Exercises to complete:
A – In one to three sentences, why does the spritz cookie page recommend sprinkles for decorating when making these cookies with kids?
B – In the spritz cookie page, what does the passage starting at "To decorate them, you" and ending at "ice each cookie." read like when you substitute "frosting" for "icing"? Write it out.

# START OF Page

To decorate them, you can sprinkle the unbaked cookies with colored sanding sugar, or colored sprinkles. Personally, I prefer to use icing (use a piping bag with a No. 2 tip), or just plain sugar. These are great to make with kids as well, if you will do so then I would suggest you use sprinkles to decorate. It takes some patience and a steady hand to ice each cookie.
PS: Thanks to our reader Jace for bringing to our attention that we missed to place the source of this recipe, the great kitchens of Martha Stewart! All is fixed now! Thanks Jace.
~ Kitty & Helga
Spritz Cookies
Yield: Approx. 110 cookies
Recipe by Martha Stewart
Ingredients:
3 cups (spooned and leveled) all-purpose flour
1 cup confectioners’ sugar
1 cup (2 sticks) cold unsalted butter, cut in pieces
1/2 teaspoon salt
4 large egg yolks
1 teaspoon vanilla extract
Egg wash, (optional): 1 large egg white, beaten with 2 teaspoons water
Decorating sugar and sprinkles, (optional)

# END OF Page
# START OF Recorded data

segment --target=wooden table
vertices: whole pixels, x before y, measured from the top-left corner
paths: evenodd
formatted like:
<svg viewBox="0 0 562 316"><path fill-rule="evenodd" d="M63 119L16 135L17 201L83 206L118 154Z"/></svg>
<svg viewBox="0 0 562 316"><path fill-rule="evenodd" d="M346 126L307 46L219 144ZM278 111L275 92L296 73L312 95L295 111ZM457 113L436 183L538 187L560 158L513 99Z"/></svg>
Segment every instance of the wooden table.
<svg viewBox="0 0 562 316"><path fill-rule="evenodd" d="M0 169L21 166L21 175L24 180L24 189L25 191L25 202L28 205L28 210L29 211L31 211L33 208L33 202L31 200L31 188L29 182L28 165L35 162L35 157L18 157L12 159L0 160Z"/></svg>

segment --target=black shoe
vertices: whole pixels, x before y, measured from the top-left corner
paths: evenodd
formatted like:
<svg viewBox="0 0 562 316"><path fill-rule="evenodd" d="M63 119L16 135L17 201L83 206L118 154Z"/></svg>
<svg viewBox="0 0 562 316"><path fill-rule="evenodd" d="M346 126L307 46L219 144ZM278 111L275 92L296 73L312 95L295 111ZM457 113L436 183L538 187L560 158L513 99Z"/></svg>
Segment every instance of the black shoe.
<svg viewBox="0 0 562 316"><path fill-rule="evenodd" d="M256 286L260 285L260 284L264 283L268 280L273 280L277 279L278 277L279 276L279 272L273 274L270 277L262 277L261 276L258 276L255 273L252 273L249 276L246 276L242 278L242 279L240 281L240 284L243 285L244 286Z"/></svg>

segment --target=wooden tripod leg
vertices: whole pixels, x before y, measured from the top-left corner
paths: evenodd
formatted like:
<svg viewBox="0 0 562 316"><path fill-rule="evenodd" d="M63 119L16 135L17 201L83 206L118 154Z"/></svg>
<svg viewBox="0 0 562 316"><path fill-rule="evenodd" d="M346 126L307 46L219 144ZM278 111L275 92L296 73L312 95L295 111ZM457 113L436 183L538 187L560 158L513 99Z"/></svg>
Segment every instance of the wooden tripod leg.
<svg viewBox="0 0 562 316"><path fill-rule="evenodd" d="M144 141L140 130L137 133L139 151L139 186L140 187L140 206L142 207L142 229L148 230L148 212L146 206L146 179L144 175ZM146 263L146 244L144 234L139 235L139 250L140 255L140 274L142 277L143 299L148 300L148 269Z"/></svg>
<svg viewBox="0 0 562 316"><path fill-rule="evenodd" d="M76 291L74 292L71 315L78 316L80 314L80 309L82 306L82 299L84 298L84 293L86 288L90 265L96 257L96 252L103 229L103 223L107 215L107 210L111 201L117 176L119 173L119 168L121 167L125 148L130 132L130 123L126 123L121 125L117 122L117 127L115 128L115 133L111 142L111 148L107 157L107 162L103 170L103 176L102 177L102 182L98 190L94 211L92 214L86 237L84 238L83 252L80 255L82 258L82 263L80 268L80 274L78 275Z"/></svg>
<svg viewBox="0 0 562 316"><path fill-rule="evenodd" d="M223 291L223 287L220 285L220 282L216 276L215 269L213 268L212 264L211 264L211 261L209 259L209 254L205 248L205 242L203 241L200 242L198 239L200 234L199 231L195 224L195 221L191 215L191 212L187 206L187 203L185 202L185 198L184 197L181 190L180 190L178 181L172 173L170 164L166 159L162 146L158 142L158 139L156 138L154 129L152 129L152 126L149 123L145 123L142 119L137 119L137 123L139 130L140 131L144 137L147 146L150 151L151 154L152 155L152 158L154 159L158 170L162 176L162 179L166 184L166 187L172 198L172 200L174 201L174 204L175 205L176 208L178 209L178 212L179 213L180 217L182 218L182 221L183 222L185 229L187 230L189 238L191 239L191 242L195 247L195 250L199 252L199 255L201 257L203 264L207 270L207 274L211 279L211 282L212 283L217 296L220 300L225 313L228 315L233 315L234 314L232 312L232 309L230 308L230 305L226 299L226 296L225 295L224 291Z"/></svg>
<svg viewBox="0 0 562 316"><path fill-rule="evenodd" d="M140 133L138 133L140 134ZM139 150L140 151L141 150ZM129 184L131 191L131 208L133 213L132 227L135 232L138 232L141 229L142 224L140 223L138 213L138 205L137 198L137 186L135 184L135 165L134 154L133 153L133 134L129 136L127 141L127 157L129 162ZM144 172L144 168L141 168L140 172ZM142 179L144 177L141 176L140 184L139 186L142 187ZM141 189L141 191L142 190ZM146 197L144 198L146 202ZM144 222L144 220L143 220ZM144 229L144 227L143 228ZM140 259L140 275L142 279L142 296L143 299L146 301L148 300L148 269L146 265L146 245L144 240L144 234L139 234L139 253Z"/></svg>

# END OF Recorded data

Set of answers:
A – Icing each cookie takes some patience and a steady hand, so sprinkles are the easier choice with kids.

B –
To decorate them, you can sprinkle the unbaked cookies with colored sanding sugar, or colored sprinkles. Personally, I prefer to use frosting (use a piping bag with a No. 2 tip), or just plain sugar. These are great to make with kids as well, if you will do so then I would suggest you use sprinkles to decorate. It takes some patience and a steady hand to ice each cookie.